# What you have to do:
Copy out all the records below, swapping "dataset" for "image collection" and leaving everything else untouched. Omit the pictures from your copy.

# Records for processing:
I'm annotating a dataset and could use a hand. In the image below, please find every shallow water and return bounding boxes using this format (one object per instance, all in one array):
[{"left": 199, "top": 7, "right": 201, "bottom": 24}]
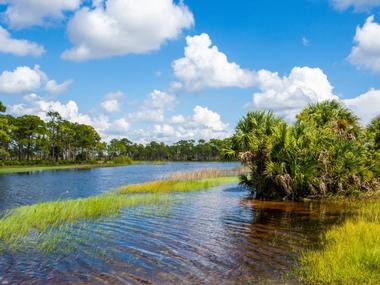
[{"left": 0, "top": 163, "right": 343, "bottom": 284}]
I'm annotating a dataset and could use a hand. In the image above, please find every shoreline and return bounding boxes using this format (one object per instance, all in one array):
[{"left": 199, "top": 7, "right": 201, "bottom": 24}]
[{"left": 0, "top": 161, "right": 238, "bottom": 176}]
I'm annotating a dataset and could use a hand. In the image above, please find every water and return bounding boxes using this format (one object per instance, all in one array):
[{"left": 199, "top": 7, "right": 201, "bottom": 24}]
[{"left": 0, "top": 163, "right": 343, "bottom": 284}]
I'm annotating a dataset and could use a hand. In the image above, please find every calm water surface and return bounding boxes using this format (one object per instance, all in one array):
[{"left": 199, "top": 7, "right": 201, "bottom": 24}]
[{"left": 0, "top": 163, "right": 342, "bottom": 284}]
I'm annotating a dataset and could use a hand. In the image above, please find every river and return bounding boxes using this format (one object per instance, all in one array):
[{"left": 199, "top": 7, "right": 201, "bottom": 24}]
[{"left": 0, "top": 163, "right": 343, "bottom": 284}]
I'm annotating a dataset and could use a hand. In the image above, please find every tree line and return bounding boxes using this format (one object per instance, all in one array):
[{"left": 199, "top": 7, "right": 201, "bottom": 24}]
[
  {"left": 227, "top": 101, "right": 380, "bottom": 200},
  {"left": 0, "top": 102, "right": 231, "bottom": 165}
]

# Solution:
I'm annotating a image collection and could use a hand. In the image below, please find every shallow water and return bounding boxes using this format (one object per instance, all in one array):
[{"left": 199, "top": 7, "right": 201, "bottom": 24}]
[{"left": 0, "top": 163, "right": 343, "bottom": 284}]
I'm annotating a image collection and could use a hand. In the image above, please find every shoreline and return bounding boxes using this format (one object per instance, all in one array):
[{"left": 199, "top": 7, "right": 201, "bottom": 24}]
[{"left": 0, "top": 161, "right": 238, "bottom": 176}]
I'm annotating a image collection and could use a hand. In the image above, please find every water and return bounding boxes using this format (one object per instance, all in one array):
[{"left": 199, "top": 7, "right": 201, "bottom": 24}]
[{"left": 0, "top": 163, "right": 343, "bottom": 284}]
I'm annotating a image collection and could use a hand. In the image above, please find every calm water surface and return bounding boxes using this format (one object per instance, all in one array):
[{"left": 199, "top": 7, "right": 201, "bottom": 24}]
[{"left": 0, "top": 163, "right": 342, "bottom": 284}]
I'm annotating a image collection and could use a hand. In the image above, please find every river and return bounding boxes using this format (one object per instance, all in one array):
[{"left": 199, "top": 7, "right": 201, "bottom": 24}]
[{"left": 0, "top": 163, "right": 343, "bottom": 284}]
I'm annotating a image collection and could use a hand. In the image above, please find every tree line and return bounding boxes using this format (one object per instance, all in one array):
[{"left": 199, "top": 7, "right": 201, "bottom": 24}]
[
  {"left": 227, "top": 101, "right": 380, "bottom": 200},
  {"left": 0, "top": 102, "right": 231, "bottom": 165}
]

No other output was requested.